### STATED PROBLEM 1
What does the article on recruiting by text say, word for word, from "Here are some" up to and including "a recruiting text."?

:: SOURCE DOCUMENT

There’s no doubt that texting is the way to recruit today. A full 60% of recruiters use texts to reach out to potential candidates.
And there’s a good reason for that. Texts have a 98% open rate compared to emails which have maybe a 22% open rate. This remarkable difference makes texting the communication of choice for recruiters.
But, just because a candidate opened your text doesn’t mean they’ll respond. Texting is a tool, and as a recruiter, you need to learn how to use it to your advantage. There are certain business text etiquettes to follow when texting a potential candidate.
Here are some tips on how to use texting as a successful recruiting tool:
Millennials vs. Baby-Boomers
There’s a definite generation gap when it comes to texting and recruiting. According to a study by Software Advice, 47% of candidates age 18 to 24 consider a text to be a professional means of recruiting. As the ages go up, this percentage goes down. Way down. Only 17% of candidates over 55 consider it to be professional. Therefore, it’s important to know who you’re sending the text to in order to avoid making a bad impression. For age groups over 45, you run a risk of alienating your candidate with a recruiting text.

::::
:: SOURCE DATA

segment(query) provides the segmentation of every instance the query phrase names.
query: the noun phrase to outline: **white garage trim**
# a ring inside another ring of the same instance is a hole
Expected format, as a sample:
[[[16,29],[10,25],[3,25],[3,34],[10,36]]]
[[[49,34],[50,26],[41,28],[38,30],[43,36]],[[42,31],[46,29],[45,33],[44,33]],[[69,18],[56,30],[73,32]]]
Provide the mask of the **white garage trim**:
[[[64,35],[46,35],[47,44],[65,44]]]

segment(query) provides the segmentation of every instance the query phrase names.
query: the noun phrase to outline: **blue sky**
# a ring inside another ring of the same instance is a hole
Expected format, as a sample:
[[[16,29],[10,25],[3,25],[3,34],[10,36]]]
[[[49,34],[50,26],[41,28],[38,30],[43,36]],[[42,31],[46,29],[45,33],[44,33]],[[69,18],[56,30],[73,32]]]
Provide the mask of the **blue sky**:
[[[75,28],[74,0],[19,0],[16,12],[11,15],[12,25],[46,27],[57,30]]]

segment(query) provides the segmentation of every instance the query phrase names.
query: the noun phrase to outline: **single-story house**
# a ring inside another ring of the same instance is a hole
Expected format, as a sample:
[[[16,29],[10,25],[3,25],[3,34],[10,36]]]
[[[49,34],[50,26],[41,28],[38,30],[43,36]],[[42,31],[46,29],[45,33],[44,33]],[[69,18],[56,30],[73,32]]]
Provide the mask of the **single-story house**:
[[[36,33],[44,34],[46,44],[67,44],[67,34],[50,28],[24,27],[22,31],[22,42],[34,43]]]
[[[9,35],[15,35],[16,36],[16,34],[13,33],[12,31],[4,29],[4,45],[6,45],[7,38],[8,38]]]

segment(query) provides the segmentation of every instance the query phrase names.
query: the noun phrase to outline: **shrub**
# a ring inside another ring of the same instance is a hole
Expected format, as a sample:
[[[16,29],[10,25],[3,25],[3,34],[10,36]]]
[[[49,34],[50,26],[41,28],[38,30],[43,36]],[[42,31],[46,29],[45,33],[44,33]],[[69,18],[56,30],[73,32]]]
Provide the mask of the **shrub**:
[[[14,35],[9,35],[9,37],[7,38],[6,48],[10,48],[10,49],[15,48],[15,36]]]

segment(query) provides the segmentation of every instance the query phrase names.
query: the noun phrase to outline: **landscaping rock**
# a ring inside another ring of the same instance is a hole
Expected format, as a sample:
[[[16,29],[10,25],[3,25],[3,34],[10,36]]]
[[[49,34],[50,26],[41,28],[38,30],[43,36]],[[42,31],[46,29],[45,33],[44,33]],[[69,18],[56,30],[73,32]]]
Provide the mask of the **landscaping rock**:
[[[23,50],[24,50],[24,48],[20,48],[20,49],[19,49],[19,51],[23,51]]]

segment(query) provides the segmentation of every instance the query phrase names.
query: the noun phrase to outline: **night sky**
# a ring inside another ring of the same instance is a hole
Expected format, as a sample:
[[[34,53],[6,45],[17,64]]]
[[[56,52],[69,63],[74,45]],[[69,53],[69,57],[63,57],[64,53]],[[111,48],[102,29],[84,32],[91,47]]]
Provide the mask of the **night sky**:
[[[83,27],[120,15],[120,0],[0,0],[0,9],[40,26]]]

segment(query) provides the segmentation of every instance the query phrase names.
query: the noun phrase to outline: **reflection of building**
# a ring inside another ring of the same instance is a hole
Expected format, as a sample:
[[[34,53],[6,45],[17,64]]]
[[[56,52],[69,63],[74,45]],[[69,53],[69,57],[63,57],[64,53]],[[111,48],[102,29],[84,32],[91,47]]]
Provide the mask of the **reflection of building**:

::::

### STATED PROBLEM 2
Which lines of the listing contain the string "blue" with matching capitalization? Pick out every one of them.

### COMPLETE OUTPUT 1
Here are some tips on how to use texting as a successful recruiting tool:
Millennials vs. Baby-Boomers
There’s a definite generation gap when it comes to texting and recruiting. According to a study by Software Advice, 47% of candidates age 18 to 24 consider a text to be a professional means of recruiting. As the ages go up, this percentage goes down. Way down. Only 17% of candidates over 55 consider it to be professional. Therefore, it’s important to know who you’re sending the text to in order to avoid making a bad impression. For age groups over 45, you run a risk of alienating your candidate with a recruiting text.

### COMPLETE OUTPUT 2
query: the noun phrase to outline: **blue sky**
Provide the mask of the **blue sky**:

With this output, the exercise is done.